** Begin **

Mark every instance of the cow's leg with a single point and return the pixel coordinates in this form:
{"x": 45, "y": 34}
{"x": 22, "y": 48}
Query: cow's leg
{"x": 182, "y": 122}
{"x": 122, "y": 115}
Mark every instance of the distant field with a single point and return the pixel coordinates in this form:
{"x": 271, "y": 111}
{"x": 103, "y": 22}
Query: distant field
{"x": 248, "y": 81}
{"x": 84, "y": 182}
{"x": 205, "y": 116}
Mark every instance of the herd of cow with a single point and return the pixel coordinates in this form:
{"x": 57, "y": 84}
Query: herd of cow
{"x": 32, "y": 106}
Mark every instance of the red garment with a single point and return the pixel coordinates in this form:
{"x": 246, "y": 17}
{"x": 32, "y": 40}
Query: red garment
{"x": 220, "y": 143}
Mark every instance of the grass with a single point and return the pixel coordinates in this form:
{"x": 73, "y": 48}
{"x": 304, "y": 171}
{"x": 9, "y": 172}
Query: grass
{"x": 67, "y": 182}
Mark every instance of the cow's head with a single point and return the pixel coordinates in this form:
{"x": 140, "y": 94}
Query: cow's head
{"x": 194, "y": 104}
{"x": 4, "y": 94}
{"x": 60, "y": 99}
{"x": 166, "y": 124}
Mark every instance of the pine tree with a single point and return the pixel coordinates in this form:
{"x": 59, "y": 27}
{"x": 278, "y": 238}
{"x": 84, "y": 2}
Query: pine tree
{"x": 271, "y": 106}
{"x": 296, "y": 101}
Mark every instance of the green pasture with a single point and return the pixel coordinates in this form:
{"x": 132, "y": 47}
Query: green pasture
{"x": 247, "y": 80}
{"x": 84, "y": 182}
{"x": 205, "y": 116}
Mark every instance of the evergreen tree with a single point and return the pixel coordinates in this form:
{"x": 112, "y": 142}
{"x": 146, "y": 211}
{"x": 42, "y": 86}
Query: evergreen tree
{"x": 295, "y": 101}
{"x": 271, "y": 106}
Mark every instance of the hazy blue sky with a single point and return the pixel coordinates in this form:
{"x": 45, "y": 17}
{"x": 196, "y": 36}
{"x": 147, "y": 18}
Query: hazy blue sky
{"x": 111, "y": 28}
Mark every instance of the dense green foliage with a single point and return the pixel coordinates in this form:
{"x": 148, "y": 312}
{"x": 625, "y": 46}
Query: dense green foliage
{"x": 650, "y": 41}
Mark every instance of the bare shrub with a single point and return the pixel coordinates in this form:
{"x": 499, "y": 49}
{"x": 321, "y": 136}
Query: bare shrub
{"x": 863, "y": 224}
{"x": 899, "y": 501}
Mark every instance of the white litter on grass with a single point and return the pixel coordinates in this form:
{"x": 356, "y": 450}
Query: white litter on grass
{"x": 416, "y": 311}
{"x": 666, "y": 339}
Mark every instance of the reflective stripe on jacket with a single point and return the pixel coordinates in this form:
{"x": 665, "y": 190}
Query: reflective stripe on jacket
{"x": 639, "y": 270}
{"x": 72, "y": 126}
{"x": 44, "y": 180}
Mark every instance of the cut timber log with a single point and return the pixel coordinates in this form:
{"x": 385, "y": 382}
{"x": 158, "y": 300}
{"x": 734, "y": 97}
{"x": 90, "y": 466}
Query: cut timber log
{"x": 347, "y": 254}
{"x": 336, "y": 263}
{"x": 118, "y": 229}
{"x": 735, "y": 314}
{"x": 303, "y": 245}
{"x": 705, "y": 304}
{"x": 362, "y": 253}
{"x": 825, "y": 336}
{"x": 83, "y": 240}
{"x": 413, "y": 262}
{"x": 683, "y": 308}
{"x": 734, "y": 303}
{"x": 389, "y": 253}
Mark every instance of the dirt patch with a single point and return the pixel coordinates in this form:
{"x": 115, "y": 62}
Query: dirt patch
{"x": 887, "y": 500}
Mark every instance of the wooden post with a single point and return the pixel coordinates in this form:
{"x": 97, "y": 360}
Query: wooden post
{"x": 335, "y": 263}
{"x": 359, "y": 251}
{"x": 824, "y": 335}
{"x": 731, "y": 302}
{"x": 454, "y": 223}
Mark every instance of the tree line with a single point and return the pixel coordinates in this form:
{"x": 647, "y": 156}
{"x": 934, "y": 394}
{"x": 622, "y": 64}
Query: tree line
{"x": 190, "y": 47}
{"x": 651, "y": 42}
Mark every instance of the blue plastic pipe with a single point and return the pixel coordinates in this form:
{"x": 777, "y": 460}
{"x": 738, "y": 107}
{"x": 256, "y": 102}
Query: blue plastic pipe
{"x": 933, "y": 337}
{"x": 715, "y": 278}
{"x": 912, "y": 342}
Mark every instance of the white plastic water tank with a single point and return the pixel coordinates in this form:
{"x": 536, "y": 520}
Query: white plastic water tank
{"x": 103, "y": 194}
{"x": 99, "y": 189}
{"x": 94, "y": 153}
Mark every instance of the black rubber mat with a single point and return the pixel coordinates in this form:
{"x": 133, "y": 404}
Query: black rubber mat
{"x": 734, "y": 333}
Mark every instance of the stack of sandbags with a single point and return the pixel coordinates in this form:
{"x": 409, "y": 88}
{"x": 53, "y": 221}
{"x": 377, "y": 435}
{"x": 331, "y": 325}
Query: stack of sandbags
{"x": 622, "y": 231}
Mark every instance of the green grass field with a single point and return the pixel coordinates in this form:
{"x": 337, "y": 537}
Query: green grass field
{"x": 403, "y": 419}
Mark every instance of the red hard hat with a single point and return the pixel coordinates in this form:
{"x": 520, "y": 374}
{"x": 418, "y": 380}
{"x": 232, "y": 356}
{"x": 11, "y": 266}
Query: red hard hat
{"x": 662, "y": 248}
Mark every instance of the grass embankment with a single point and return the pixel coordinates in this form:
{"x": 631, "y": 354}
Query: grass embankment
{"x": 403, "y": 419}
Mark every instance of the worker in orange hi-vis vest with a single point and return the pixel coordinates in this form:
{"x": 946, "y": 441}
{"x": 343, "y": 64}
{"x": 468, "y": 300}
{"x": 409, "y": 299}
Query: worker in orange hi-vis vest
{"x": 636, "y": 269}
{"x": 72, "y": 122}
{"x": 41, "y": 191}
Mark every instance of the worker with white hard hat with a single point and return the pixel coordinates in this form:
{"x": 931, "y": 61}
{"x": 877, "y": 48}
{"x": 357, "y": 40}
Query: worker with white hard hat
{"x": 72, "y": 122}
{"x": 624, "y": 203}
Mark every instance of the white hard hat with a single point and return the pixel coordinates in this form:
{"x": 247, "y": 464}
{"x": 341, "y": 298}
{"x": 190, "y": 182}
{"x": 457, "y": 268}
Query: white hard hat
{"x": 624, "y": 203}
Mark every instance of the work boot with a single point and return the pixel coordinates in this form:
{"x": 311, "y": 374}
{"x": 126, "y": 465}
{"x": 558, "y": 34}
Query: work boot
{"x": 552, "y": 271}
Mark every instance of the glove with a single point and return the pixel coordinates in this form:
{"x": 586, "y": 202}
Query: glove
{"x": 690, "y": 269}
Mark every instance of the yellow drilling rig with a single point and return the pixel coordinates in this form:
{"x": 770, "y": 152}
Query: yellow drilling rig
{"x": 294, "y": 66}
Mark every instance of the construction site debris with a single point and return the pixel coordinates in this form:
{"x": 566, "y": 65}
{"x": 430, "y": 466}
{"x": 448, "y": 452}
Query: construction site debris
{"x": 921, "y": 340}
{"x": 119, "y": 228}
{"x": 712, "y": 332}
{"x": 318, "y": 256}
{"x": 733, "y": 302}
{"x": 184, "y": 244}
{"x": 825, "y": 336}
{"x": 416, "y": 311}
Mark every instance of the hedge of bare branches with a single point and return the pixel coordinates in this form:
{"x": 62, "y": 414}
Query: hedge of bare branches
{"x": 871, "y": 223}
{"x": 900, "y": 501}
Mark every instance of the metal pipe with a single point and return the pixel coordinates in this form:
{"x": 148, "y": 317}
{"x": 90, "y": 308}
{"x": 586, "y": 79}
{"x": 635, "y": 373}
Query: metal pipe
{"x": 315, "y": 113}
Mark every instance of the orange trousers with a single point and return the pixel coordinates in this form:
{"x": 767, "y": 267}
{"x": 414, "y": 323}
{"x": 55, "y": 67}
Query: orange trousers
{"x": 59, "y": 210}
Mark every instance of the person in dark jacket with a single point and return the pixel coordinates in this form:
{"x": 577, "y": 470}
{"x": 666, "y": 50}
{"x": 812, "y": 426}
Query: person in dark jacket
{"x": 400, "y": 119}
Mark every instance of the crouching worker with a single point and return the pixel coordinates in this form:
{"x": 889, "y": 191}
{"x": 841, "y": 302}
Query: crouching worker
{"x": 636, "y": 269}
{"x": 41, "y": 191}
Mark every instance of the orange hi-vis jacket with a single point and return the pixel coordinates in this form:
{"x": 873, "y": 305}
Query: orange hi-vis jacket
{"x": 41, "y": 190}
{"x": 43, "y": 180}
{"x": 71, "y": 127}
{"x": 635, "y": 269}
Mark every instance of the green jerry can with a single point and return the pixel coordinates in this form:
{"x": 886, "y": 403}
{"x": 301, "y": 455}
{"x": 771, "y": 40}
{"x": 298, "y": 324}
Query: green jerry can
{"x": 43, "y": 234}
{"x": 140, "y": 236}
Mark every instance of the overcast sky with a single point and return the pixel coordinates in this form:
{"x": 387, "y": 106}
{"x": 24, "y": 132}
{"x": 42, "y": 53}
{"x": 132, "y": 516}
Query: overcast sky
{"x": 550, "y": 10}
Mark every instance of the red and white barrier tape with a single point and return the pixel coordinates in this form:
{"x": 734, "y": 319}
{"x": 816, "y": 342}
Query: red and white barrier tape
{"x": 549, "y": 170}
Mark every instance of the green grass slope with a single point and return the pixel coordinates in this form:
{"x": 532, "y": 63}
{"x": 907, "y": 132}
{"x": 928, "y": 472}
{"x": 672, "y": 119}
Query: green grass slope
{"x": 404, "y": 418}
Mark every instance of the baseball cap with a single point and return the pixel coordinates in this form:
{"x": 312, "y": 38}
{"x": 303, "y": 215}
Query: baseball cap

** End **

Copy the records word for word, from the line that contains "Mark every instance of the overcast" through the final line of the records.

Mark every instance of the overcast sky with a single point and return the pixel coordinates in this form:
{"x": 387, "y": 106}
{"x": 24, "y": 132}
{"x": 42, "y": 53}
{"x": 132, "y": 516}
Query: overcast sky
{"x": 550, "y": 10}
Mark every instance of the red and white barrier tape with a single point and return the pixel coordinates in this form:
{"x": 734, "y": 319}
{"x": 816, "y": 342}
Query: red and white barrier tape
{"x": 549, "y": 170}
Mark every instance of the green grass slope with a single point and return the pixel coordinates in this form:
{"x": 532, "y": 63}
{"x": 907, "y": 132}
{"x": 928, "y": 472}
{"x": 672, "y": 119}
Query: green grass slope
{"x": 404, "y": 418}
Mark every instance of the baseball cap with a single point and return the pixel coordinates in this form:
{"x": 312, "y": 38}
{"x": 303, "y": 215}
Query: baseball cap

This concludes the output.